## THE PROBLEM
Directions for the data below: repeat exactly the lines from the one with "like [4, 144]." through the one with "like [57, 50].", both included, and omit all pictures.

## EXERCISE DATA
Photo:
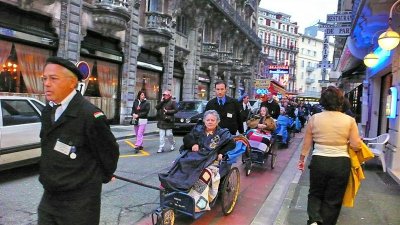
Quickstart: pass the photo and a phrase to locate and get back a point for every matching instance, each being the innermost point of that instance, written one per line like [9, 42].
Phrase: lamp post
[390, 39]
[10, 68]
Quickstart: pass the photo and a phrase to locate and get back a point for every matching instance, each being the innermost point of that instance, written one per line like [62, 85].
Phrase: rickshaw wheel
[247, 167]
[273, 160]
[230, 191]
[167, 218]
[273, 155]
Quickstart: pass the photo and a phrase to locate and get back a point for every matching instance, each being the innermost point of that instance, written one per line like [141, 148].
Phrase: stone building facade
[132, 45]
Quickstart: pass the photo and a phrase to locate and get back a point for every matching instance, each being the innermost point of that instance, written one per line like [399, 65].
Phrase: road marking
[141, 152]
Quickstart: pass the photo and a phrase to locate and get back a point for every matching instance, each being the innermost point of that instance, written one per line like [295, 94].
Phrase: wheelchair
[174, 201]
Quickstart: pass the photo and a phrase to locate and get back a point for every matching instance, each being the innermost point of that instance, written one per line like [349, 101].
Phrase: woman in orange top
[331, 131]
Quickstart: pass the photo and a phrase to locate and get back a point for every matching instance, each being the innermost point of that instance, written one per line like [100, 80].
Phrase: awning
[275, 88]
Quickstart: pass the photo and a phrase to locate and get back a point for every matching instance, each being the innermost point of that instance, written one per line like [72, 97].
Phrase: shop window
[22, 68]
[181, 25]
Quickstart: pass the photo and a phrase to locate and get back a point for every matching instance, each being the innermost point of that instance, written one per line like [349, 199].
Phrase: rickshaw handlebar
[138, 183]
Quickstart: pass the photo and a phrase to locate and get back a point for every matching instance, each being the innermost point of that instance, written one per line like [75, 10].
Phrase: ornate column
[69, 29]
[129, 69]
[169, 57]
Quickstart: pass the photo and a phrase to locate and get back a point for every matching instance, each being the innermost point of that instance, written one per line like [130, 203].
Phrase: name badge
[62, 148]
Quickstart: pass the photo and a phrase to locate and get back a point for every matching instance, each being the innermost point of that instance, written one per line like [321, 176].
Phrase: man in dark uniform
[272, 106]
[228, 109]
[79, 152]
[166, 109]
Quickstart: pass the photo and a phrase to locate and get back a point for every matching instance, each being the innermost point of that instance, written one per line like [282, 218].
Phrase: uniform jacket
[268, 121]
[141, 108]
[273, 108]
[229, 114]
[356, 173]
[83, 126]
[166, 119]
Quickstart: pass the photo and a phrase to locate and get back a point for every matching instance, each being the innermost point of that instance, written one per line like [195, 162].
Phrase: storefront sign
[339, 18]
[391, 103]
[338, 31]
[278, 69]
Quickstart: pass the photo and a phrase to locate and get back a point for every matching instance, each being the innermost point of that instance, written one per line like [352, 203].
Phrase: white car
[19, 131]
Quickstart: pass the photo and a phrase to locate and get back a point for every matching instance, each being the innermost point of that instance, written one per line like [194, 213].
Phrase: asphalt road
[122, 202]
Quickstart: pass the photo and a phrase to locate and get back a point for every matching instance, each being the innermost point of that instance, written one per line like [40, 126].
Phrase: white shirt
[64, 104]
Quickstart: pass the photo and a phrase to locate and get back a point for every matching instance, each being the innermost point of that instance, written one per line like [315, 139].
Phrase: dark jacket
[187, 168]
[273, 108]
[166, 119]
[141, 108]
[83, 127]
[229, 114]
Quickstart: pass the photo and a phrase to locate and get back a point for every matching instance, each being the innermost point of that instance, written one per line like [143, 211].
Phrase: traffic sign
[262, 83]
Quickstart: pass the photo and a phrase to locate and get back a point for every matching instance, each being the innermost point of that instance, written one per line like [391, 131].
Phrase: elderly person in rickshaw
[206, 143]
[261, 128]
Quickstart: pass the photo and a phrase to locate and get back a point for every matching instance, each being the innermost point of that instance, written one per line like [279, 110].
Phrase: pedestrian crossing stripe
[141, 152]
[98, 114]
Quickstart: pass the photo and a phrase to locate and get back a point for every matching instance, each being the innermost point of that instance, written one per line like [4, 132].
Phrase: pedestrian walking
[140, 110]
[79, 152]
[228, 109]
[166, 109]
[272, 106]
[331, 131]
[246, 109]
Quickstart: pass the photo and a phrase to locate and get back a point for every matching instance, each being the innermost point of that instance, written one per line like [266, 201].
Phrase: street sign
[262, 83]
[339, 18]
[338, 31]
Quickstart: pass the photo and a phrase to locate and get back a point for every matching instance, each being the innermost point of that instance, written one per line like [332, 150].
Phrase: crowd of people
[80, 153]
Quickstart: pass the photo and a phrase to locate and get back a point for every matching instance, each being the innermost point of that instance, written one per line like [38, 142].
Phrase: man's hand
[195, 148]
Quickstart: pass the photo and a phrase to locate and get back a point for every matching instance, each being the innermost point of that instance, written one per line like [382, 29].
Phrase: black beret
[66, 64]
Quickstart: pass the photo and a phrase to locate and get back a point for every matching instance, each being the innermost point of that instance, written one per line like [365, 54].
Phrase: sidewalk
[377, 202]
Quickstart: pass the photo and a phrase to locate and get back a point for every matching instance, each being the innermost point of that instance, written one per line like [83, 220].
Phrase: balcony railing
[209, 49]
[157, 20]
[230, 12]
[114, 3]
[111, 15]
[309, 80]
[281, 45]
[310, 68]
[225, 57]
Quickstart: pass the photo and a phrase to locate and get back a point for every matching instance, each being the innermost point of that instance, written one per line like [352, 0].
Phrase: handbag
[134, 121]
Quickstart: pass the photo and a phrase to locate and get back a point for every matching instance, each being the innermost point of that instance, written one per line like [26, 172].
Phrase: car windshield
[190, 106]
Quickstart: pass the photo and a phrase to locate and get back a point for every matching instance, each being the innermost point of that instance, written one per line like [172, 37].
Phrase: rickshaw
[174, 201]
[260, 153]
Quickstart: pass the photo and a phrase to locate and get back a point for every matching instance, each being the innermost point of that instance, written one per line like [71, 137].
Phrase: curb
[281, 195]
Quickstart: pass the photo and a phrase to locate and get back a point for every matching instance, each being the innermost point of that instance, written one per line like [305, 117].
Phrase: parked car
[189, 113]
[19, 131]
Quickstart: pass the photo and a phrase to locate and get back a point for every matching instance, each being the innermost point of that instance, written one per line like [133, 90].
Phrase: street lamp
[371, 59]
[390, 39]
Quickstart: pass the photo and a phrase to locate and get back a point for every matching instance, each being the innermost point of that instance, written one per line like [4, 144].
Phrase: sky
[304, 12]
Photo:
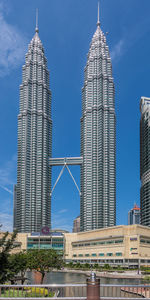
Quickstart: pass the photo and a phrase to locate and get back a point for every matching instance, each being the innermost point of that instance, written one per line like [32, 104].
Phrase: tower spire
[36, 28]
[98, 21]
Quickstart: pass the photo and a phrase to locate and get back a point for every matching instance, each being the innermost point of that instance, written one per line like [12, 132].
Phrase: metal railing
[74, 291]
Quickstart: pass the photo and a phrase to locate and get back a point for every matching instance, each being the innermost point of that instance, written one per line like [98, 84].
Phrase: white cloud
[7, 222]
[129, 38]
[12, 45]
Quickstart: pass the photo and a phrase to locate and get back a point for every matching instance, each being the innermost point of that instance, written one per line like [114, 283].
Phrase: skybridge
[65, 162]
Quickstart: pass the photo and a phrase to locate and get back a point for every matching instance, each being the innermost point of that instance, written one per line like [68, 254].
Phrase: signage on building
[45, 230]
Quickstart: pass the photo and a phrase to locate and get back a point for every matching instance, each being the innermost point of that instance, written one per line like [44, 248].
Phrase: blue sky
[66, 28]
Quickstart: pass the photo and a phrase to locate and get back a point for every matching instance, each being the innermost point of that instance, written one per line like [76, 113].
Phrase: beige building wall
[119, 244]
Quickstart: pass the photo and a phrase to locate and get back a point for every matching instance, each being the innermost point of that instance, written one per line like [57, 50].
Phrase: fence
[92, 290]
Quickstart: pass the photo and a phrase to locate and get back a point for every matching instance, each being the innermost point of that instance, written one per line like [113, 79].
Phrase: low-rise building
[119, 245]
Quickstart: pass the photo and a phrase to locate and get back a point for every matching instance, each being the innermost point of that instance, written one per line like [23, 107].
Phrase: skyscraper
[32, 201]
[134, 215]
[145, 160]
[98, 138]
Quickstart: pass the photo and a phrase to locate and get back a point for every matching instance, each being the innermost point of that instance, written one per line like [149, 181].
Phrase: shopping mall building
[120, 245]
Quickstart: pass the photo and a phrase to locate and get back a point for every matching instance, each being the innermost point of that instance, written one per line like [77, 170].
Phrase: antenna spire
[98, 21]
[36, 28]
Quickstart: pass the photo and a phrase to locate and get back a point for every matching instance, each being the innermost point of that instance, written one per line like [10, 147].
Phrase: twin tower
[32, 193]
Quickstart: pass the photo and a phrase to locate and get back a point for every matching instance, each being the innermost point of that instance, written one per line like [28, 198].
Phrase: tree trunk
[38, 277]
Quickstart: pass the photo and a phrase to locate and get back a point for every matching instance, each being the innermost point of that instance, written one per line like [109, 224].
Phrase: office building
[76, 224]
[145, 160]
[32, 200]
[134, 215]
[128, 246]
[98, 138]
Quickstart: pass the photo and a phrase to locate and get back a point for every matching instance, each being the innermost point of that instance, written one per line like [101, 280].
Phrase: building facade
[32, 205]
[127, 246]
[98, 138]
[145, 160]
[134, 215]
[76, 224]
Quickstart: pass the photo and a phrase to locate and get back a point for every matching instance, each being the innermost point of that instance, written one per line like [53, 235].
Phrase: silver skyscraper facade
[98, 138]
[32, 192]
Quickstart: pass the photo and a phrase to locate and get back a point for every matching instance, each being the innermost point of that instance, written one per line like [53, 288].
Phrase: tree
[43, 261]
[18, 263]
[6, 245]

## EXERCISE OUTPUT
Quickstart: pass the photo and a phrase to locate and get back a point for every matching instance, each being the innermost point of that instance, written one per line like [4, 144].
Phrase: sky
[304, 12]
Photo:
Quickstart: pass the photo and a phrase to locate and get back a point for every matching instance, each being the innermost point of that instance, written one per line like [32, 104].
Phrase: tower spire
[36, 28]
[98, 21]
Quickstart: pass the photo and a phrase to locate and get back a point for every matching instance, each being the innermost point of that instance, written one per line like [12, 132].
Phrase: metal railing
[74, 291]
Quickstart: pass the photo and a phrase to locate and get back a point for every matching instance, each being the innermost point of that instance, written one per line like [98, 84].
Phrase: white cloud
[7, 222]
[129, 38]
[12, 45]
Quickstart: pass the photo and a phrase to locate and get back a point for every matching instance, each being the innermost point of that instance, written one per line like [114, 283].
Phrase: skybridge
[65, 162]
Quickstart: pass the photo and a phrase to locate and get back a point for every matching instance, each being the innermost point of that instance, written one per line like [68, 254].
Phrase: signage on building
[45, 230]
Quickstart: pass the photo and a phrase to locate and get back a point for every matching instance, each being the innermost point of that instance, written one per line like [44, 248].
Phrase: blue sky
[66, 28]
Quickstart: pass the photo and a phrase to locate and get back a point for every matching instance, each being the innermost point of that instance, written one per line like [76, 113].
Phrase: beige building wall
[119, 244]
Quickstart: pass the photo and a phrase to locate and get back a point for every matching instance, each being the innermost point of that instance, written one per line like [57, 50].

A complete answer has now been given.